* [Required tasks]
• 1. Which theologians does the Sabbath message on the Trinity name as holding that the Bible is Unitarian?
• 2. Carry on the Sabbath message on the Trinity from the point at which it stops.

━━━ Passage given ━━━

Sabbath Message by Wade Cox


Sabbath 14/4/29/120


Dear Friends,

The issue of the Nature of God is emerging once again as the central tenet of the Trinitarian faith and is now being advanced as a test of what distinguished Christianity from other faiths. Thus they assert that if you deny the Trinity you are not a Christian.

This idea or teaching is not new. It has been the source of the major persecution of the Church of God by the Roman and Trinitarian system. From 1645 it was a capital offence to deny this doctrine. That was in spite of the fact that it was an invented doctrine, not in the Bible, and only developed in the period leading up to the Council of Constantinople in 381 CE. It was not even advanced in the Council of Nicaea in 325 CE. It was Binitarianism that had its birth at Nicaea.

We will deal with the article by Dr. Paul Dean who is concerned that the doctrine of the Trinity is under attack from Modalists, and from Feminists in various faiths. Recent declarations of the Presbyterian Church have caused significant concern among Trinitarians. The doctrine is obviously reverting to its origins. Those origins stemmed from both Modalism, which saw one entity in three elements, and the Mystery cults which saw a Triune system centred on the mother goddess, and her son/lover, and the infant which represented the invincible sun god.

Dr Paul Dean writes as though the Trinity is part of the Revelation of God through His word, which is manifestly untrue and denied by the great theologians of both Protestantism and Roman Catholicism. Calvin, Harnack and Brunner all hold that the Bible is Unitarian. The Trinity is not a Bible doctrine.

In his article “The Trinity under Attack” Dr. Dean says:
“Doctrine is under attack, as it always has been, in the Christian church. Historic church councils and great debates have helped to ward off the ever encroaching error that originates from the depraved heart attempting to re-imagine God in his own image rather than submitting to the authority of God's revelation of Himself in His word. Among other vital doctrines under attack today from numerous sources and in a seemingly unending variety of ways is the doctrine of the Trinity.

━━━ Raw records ━━━

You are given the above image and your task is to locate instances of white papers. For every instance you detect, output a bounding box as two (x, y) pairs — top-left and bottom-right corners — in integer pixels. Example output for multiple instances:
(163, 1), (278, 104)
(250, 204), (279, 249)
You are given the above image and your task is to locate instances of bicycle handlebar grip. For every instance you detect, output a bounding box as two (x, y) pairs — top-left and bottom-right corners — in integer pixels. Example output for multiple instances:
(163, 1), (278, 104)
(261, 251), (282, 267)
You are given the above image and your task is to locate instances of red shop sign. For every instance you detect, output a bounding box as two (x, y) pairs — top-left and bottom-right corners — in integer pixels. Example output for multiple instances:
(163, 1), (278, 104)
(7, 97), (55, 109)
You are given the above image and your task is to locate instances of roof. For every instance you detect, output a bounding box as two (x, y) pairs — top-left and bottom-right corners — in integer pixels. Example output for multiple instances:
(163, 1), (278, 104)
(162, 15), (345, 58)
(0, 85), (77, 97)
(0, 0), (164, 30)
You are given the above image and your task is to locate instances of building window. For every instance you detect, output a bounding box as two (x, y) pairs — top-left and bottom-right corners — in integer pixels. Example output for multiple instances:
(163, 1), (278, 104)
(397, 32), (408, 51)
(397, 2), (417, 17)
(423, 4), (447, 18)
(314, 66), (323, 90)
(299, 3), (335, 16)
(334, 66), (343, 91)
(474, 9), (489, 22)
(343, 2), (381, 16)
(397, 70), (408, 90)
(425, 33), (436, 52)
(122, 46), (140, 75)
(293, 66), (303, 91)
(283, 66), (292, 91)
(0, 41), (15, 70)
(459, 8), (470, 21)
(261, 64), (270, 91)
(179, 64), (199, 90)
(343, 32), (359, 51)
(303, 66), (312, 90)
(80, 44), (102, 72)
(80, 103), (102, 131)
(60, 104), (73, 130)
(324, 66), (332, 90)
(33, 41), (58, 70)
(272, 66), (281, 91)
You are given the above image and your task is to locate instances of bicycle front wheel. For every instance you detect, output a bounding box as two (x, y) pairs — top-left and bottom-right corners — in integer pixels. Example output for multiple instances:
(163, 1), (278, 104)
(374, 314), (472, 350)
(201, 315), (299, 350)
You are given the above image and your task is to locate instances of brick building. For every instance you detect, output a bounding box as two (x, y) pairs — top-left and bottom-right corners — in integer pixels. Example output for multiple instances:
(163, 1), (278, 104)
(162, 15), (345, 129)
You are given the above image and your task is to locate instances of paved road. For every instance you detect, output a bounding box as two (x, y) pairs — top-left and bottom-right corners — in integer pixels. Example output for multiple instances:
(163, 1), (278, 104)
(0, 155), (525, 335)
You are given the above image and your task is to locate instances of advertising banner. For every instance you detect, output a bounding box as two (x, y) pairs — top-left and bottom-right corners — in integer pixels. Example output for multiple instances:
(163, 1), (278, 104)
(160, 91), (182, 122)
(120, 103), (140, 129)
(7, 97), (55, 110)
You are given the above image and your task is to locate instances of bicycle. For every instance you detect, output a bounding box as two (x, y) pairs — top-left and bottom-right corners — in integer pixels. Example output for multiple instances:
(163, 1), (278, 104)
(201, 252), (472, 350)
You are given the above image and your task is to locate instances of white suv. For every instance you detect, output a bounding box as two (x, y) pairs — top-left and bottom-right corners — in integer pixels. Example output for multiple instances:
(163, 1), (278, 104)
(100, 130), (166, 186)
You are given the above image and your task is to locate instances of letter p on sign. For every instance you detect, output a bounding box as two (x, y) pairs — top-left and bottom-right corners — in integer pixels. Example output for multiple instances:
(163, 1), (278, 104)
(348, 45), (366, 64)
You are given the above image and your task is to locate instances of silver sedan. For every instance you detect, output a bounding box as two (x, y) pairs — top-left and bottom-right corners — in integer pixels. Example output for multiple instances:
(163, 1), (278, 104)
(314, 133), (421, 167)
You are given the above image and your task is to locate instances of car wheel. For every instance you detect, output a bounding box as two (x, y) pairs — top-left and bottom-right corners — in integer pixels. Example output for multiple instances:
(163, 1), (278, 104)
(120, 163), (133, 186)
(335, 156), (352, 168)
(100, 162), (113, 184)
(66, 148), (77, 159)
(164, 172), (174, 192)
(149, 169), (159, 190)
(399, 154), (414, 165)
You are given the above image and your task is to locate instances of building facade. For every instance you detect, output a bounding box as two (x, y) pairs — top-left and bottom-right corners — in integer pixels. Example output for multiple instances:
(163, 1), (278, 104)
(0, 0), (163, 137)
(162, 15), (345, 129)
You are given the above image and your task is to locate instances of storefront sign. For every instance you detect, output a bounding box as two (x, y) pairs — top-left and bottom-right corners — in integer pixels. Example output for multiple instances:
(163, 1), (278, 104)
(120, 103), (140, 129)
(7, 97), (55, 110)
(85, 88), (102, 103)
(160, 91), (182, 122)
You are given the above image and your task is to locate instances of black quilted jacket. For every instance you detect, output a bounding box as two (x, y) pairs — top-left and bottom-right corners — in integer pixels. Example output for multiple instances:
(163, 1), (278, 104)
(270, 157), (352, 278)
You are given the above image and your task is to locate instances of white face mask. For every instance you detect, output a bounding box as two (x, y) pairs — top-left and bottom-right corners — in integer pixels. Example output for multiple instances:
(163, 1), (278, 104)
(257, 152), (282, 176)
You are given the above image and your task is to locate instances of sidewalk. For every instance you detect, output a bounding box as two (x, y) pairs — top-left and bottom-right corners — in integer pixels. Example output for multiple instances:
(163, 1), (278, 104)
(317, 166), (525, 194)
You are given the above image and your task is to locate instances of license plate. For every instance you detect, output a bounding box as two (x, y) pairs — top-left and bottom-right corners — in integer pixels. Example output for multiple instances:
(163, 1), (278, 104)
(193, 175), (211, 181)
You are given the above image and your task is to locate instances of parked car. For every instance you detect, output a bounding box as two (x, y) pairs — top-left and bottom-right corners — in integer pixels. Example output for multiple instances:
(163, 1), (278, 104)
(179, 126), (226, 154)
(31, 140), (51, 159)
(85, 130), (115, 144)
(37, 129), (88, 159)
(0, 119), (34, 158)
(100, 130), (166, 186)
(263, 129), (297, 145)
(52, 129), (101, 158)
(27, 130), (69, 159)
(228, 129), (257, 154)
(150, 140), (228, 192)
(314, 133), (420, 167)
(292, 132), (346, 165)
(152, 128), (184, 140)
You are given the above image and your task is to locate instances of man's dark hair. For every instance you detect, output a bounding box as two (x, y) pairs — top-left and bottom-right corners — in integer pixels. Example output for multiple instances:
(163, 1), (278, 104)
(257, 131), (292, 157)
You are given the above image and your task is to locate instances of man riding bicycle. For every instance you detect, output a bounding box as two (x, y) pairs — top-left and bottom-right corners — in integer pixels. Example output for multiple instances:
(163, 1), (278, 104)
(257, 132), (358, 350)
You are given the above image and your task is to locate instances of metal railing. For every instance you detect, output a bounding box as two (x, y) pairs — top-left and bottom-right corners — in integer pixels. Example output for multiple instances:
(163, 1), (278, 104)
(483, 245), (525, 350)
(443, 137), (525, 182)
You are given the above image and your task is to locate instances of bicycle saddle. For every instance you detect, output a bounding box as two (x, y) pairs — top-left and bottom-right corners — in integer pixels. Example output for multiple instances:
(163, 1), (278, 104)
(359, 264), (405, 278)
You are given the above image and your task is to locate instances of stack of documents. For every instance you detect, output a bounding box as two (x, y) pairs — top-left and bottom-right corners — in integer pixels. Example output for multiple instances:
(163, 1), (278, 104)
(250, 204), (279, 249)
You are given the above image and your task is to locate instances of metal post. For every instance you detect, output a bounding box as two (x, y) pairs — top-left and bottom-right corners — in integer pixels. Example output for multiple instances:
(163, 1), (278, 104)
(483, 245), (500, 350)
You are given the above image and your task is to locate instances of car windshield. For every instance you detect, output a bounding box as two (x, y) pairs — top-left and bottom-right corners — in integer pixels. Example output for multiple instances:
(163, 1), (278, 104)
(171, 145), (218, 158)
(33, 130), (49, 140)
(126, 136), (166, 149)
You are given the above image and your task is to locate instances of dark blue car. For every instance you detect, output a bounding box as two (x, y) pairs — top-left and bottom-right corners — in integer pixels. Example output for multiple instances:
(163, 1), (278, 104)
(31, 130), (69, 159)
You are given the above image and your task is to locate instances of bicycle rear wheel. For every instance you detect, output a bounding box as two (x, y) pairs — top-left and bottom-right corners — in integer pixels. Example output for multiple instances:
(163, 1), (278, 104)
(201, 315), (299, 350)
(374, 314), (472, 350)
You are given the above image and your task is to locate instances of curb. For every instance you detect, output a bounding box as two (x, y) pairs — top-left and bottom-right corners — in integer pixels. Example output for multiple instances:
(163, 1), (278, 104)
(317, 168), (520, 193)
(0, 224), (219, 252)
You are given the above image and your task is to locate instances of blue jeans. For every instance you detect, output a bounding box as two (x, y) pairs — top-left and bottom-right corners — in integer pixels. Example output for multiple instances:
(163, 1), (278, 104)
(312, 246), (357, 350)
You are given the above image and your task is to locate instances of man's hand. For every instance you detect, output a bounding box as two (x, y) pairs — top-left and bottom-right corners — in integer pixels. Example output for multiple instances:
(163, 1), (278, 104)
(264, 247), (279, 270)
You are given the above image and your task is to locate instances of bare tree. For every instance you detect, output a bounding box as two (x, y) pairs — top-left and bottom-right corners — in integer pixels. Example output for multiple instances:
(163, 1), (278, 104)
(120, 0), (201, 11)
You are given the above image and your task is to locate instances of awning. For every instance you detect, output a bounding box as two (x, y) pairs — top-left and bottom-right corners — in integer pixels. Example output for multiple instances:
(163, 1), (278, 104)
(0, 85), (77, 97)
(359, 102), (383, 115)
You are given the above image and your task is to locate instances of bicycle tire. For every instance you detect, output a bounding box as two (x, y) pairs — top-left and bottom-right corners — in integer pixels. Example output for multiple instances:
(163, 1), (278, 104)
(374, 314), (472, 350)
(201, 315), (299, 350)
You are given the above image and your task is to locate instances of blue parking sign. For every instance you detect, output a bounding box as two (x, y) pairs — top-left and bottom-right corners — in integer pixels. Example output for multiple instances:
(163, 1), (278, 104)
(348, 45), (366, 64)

━━━

* [Answer list]
• 1. Calvin, Harnack and Brunner.

• 2.
Consider the fact that a commitment to Modalism is wide-spread in certain segments of evangelicalism. Perhaps the most common expression of that persuasion is found among prominent leaders within the pale of Christendom who teach, among other things, that Christ was not God until His baptism and ceased to be God at His crucifixion.”

Modalism emerged in the second and third centuries and attempted to assert that God separated His nature and came down and assumed human form, and then returned on the death of Christ to the modal form as the one God. This doctrine is explained by the Bible as the Doctrine of Antichrist, as it attempts to separate the humanity from the divinity of Christ.

There is also a form of Radical Unitarianism that emerged with the Unitarian Universalists and those who are denying the pre-existence of Jesus Christ. (See the paper The Pre-existence of Jesus Christ (No. 243)).

However, many Radical Unitarians hold that Christ ascended into heaven in accord with the Bible texts. This claim of Dr. Dean may be an attempt at trivialising the claims of Unitarianism per se by ignoring the serious claims it makes, and segmenting the argument into the more obscure perversions of the doctrine. He goes on to address a strange development among the Presbyterians in the US. He says:
“More startling is the Presbyterian Church (U.S.A.) and the fact that they just voted to receive a policy paper on gender-inclusive language for the Trinity, according to the AP. ‘Church officials can propose experimental liturgies with alternative phrasings for the Trinity." The Divine Trinity, "Father, Son, and Holy Spirit," could now be referred to as "Mother, Child, and Womb," or "Lover, Beloved, and Love.’
 
This move, if correctly reported, is a very serious matter. The Bible structure is specific in its language and there is no room for this variation that is in fact based on the Mother Goddess theology (see also Mysticism Chapter 7 (B7_7)) and is at the root of Feminism.

There is a move to specify salvation apart from explicit faith in Christ. The variations on this Grace Versus Law argument are legion. The Trinity in fact confines the capacity to become or be God as elohim to the three elements of the Triune God, which is now the Trinity of the mainstream structure. It depends on the doctrine of the Immortal Soul for coherence and strikes at the every capacity to become elohim through the extension of the Holy Spirit. Pentecostalism in the US is denying any dependence on Law and Works and demands simply an appeal to Jesus Christ to be saved. Whilst it is true that salvation is extended by faith in Christ through Grace, it is equally and importantly true that salvation is retained by obedience to the law of God, and sin is transgression of the Law. It was not the early doctrine (see the paper Original Doctrines of the Christian Faith (No. 88) and also Early Theology of the Godhead (No. 127)).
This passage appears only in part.